__DATA PROVIDED__:
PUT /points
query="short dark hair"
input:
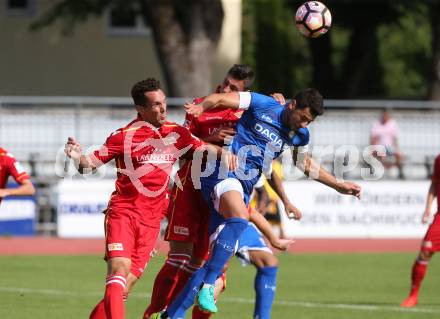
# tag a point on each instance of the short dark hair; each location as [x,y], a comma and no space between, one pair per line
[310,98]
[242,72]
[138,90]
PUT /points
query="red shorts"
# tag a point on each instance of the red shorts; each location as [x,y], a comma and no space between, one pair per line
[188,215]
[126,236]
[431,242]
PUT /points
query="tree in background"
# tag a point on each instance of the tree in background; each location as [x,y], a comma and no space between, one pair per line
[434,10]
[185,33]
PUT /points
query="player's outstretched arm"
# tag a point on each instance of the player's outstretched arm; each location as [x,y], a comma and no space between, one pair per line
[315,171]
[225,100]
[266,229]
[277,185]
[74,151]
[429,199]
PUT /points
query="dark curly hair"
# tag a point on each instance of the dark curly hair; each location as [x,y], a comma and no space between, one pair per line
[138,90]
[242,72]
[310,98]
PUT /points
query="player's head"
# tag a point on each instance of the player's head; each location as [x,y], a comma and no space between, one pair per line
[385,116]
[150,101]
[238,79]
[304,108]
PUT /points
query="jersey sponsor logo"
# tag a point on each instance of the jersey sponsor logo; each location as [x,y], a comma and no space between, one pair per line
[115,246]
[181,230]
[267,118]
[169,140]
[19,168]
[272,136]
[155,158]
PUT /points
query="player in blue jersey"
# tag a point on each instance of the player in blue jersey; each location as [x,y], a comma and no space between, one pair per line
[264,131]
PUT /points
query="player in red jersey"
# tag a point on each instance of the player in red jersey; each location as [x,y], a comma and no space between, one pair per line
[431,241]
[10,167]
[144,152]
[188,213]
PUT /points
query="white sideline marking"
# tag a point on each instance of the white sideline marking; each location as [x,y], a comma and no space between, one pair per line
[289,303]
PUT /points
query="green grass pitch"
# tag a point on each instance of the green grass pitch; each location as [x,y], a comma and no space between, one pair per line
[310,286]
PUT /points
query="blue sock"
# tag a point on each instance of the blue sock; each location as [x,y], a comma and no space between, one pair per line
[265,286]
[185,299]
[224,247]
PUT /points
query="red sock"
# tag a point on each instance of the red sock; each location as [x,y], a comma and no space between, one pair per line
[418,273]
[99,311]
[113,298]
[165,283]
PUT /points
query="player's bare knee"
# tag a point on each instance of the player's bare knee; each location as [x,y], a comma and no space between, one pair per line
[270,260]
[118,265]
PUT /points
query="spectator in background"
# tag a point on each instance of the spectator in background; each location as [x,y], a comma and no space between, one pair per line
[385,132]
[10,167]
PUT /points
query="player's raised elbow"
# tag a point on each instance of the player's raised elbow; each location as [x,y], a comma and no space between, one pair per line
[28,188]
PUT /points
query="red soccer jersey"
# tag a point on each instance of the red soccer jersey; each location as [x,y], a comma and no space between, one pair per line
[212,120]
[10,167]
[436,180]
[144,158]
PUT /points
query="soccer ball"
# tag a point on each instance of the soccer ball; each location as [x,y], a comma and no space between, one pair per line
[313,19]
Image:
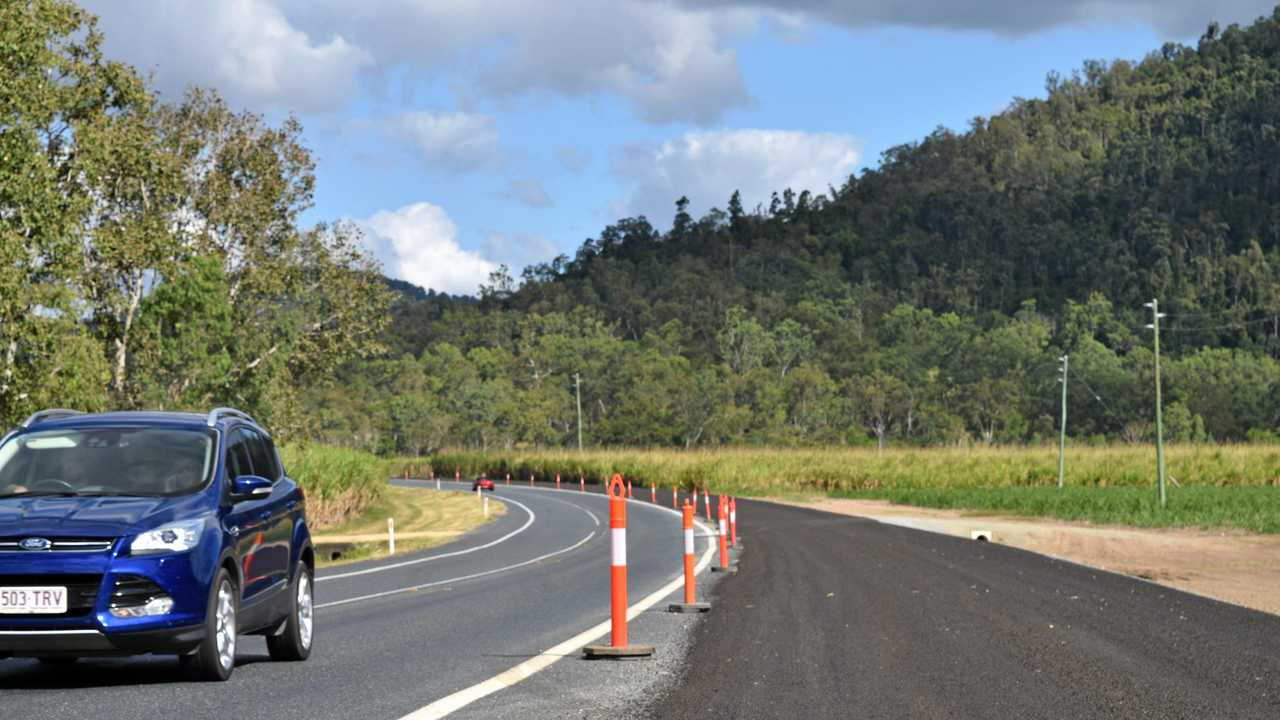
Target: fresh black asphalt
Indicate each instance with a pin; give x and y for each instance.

__AIM OF THE TASK__: Set the entries down again exactly. Do not include the images.

__FULL RESPONSE__:
PUT /points
query="short dark hair"
input:
# tag a point on each instance of the short dark hair; each location as [x,y], a comma and no space between, one pair per line
[310,98]
[242,72]
[138,90]
PUT /points
query="red shorts"
# tag a point on each instance of the red shorts; each location as [x,y], a comma and no space between, one pair per line
[188,215]
[126,236]
[431,242]
PUT /points
query="tree in background"
# tag a point on each instance of the tree in background; each location as [x,y], a comma and no space between, one pair per line
[434,10]
[185,33]
PUT /points
query="player's outstretched arm"
# tag a point on each instance of the player's outstretched arm; each location as [x,y], a comma and no space between, one pair per line
[315,171]
[225,100]
[266,229]
[277,185]
[74,151]
[429,199]
PUT /points
query="dark curly hair"
# tag a point on each instance of the dark curly hair; each location as [x,y], a comma and no space between, one pair per line
[138,90]
[242,72]
[310,98]
PUT /points
query="player's head"
# tag a point on each instance of the player's head; each location as [x,y], a comma and no space between, one pair per line
[385,116]
[150,101]
[238,79]
[304,108]
PUT /points
query="jersey sponsor logo"
# tag a point on each instance of the jersey sponsor logo; each location as [x,y], a comma and no space between, one pair per line
[115,246]
[181,230]
[267,118]
[169,140]
[19,168]
[272,136]
[155,158]
PUT /points
query="player in blue jersey"
# tag a point on each instance of the player in blue jersey; each location as [x,y], a comma and no space between, one pair per line
[264,131]
PUT /points
query="player in red jersey"
# tag a point on each instance of the player in red jersey; each location as [x,y], a comma and no space between, one pair per line
[431,241]
[10,167]
[144,152]
[188,213]
PUT /points
query="white sideline marking"
# tag a point on each instance of the white sideline marking; each location as [x,y], a comma and no space between, one pair per line
[289,303]
PUT /points
query="green grass pitch"
# tag a point on each instance of the green grass pitch; each location as [x,y], a comma and no space between, one pair per line
[310,286]
PUT /points
query="blue sock"
# tag a point on each instance of the blue sock; each location as [x,y], a comma and no space between, one pair per line
[265,286]
[185,299]
[224,247]
PUT /points
query="red sock"
# tag a point on each instance of the red sock; each location as [x,y], a comma and no space between, one pair per line
[418,273]
[99,311]
[113,298]
[165,283]
PUT /points
query="player's bare knee"
# tag a point on each instance of the player's bare knee; each location as [x,y], a comma and no space between, one pair per line
[270,260]
[118,265]
PUT /points
query="spectator in background"
# tag a point on each instance of the spectator in background; each location as [x,y], a comma and no space between, one pair per line
[385,132]
[10,167]
PUT /points
query="player's raised elbow"
# tag a point on each instance of the player's raised elbow; each location as [x,y], a comma and no space between, one pair per line
[28,188]
PUT /points
query="red soccer jersey"
# tag a point on each instance of the red soccer jersey; each location as [x,y], a comma and no space between, one pair per line
[212,120]
[10,167]
[436,180]
[144,158]
PUT /points
query="soccer ball"
# tag a point on each instance of the soccer ball; each location as [x,y], a comma and no space between, one pair per line
[313,19]
Image:
Target: fresh black asphalt
Indicate each instance with a pin; give x and y for each instance.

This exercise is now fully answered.